Work to complete
**1.** Translate this sentence from the passage on the House Republican agenda into Spanish: "The relatively anodyne character of Kevin McCarthy’s pet project doesn’t mean it is entirely useless."
**2.** In the passage on the House Republican agenda, under which heading does the "Commitment to America" document place abortion?

Text
☆ ☆ ☆ ☆
With the assistance of Gingrich and former Donald Trump adviser Kellyanne Conway, the House Republican Conference has released a new “agenda” document, entitled “Commitment to America.” The document, clearly designed for online consumption, has lots of bells and whistles and factoids about the hellish reign of Joe Biden and his “Democrat” Party. What it doesn’t have is a whole lot of specificity, unlike the unfortunate “agenda” that Republican Senate Campaign Committee chairman Rick Scott released earlier this year to the near-universal horror of his colleagues, who don’t want to be identified with the proposed sunsetting of Social Security and Medicare.
The relatively anodyne character of Kevin McCarthy’s pet project doesn’t mean it is entirely useless. Candidates mouthing the approved pieties will presumably not be expressing their pithy views on Jewish space lasers or repeating QAnon slogans.
Still, it’s hard to take seriously an agenda for the nation that does not mention climate change, Russia, or extremist threats to democracy — or one that suggests the sole cure for inflation is to cut “wasteful government spending” without explaining what that means (in the indictment of Democrats that accompanies the agenda, there is much criticism of direct stimulus payments, which Donald Trump preferred to virtually every other form of government spending).
Most interesting was how House Republicans handled a red-hot issue they dare not ignore completely, given the obsession it commands among a very big chunk of the GOP party base: abortion. You have to look pretty hard to find it, nestled as it is under the unlikely heading of “A Government That’s Accountable,” and the downright misleading subheading of “a plan to defend America’s rights under the Constitution.” And it simply says Republicans will “protect the lives of unborn children and their mothers.” So they checked off a box for anti-abortion activists in the manner least likely to draw curious or unfriendly attention to the extreme abortion views so many of them have expressed, which don’t poll well. Perhaps voters will be too mesmerized by the overall party message to notice. Repeat after me: rich, chocolatey goodness.
☆ ☆ ☆ ☆
Extracted material

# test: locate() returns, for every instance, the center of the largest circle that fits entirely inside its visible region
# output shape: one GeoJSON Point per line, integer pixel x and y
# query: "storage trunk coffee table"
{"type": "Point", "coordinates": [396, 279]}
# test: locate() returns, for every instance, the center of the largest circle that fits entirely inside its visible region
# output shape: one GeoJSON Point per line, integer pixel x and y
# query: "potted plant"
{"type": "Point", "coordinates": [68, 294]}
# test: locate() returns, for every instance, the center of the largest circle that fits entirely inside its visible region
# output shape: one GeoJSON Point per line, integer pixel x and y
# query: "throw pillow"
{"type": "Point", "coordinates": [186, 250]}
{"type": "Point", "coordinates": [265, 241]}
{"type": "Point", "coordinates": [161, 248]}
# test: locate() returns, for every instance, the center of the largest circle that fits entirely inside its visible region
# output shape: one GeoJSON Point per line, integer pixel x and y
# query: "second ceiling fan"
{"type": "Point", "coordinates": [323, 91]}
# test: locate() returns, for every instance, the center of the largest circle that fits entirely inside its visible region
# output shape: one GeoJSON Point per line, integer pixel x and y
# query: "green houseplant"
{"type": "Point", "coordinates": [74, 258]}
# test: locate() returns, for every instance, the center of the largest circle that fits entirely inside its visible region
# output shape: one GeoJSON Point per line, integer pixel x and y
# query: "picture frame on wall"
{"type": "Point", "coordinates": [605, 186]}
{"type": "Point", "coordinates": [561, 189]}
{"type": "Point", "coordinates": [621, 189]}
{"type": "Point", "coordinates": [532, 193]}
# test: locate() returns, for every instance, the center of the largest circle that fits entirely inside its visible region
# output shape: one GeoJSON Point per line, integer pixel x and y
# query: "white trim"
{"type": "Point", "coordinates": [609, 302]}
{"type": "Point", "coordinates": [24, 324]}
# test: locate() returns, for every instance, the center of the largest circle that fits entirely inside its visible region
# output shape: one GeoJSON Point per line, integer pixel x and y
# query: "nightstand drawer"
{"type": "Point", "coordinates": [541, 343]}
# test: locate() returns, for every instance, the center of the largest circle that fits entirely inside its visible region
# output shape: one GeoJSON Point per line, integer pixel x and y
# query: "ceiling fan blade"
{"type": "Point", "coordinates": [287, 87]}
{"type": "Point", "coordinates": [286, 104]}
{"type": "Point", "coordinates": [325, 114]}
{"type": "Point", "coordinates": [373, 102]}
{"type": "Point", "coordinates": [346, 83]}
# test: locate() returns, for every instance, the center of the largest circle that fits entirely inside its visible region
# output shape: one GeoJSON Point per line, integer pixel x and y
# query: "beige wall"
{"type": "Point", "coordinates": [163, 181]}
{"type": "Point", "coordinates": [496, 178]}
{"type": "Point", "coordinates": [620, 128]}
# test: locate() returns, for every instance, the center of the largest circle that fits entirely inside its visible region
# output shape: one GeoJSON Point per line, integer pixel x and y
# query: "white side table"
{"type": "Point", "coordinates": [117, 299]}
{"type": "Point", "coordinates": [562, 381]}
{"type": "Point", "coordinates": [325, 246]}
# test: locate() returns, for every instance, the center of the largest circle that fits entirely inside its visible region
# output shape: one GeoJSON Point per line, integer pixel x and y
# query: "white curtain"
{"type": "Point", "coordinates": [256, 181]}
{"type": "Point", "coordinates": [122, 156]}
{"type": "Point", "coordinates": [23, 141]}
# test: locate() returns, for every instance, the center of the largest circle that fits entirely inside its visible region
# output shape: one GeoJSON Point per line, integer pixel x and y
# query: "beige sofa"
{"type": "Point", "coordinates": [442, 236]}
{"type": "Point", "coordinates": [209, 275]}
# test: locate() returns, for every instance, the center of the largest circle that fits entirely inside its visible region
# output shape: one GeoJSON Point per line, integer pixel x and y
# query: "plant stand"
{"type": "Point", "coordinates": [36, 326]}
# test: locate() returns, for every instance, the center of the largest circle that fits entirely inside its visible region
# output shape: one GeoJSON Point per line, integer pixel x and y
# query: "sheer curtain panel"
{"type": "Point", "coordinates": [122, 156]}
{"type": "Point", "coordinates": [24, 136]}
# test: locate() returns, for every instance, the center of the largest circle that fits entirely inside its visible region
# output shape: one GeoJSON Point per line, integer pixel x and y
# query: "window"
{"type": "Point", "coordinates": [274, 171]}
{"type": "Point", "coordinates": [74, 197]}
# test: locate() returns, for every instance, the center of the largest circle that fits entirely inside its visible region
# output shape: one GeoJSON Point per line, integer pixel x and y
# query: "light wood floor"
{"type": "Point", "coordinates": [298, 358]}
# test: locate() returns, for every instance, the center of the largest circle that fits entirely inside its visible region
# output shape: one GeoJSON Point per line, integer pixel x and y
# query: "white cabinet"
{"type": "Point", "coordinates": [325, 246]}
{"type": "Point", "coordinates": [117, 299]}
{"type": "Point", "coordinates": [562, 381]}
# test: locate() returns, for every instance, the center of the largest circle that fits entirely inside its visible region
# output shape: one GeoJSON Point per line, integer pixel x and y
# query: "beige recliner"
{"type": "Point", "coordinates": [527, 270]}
☆ ☆ ☆ ☆
Solution list
**1.** El carácter relativamente anodino del proyecto predilecto de Kevin McCarthy no significa que sea completamente inútil.

**2.** "A Government That’s Accountable."